## [Questions to answer]
(A) In the passage on Fort Sumter, by what date did Lincoln order Fox to assemble a fleet?
(B) From the passage on Fort Sumter, copy out the words between "Lincoln, wary of" and "by April 6.", inclusive.

[Text segment — start]

In early 1861, the most urgent standoff between the Union and the Confederacy centered on Fort Sumter in Charleston Harbor. The small federal garrison there, commanded by Maj. Gen. Robert Anderson, was running dangerously low on food and thus could only hold out for about six weeks before surrender. The American flag over Fort Sumter had by then become a potent symbol of Union authority, and Lincoln hesitated to abandon it despite advice from senior leaders. Maj. Gen. Winfield Scott, the army’s commander, believed reinforcing the fort was impossible, and Secretary of State William Seward favored withdrawal. Only one cabinet member supported holding firm.

Lincoln, wary of appearing weak, looked for alternatives. He authorized troop landings at Fort Pickens in Florida, though the orders were not executed. Gustavus V. Fox, a former naval officer and Blair’s brother-in-law, proposed resupplying Fort Sumter by sea. After surveying Charleston, Fox reported the plan feasible. On March 29, after intense debate, Lincoln won cabinet support for the resupply effort, with only Seward opposed. He ordered Fox to assemble a fleet by April 6.

[Text segment — finish]
[Data under study — start]

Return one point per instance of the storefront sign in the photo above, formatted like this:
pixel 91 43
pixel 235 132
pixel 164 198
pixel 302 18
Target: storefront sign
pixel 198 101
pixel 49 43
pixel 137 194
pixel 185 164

[Data under study — finish]

## [Task results]
(A) By April 6.

(B)
Lincoln, wary of appearing weak, looked for alternatives. He authorized troop landings at Fort Pickens in Florida, though the orders were not executed. Gustavus V. Fox, a former naval officer and Blair’s brother-in-law, proposed resupplying Fort Sumter by sea. After surveying Charleston, Fox reported the plan feasible. On March 29, after intense debate, Lincoln won cabinet support for the resupply effort, with only Seward opposed. He ordered Fox to assemble a fleet by April 6.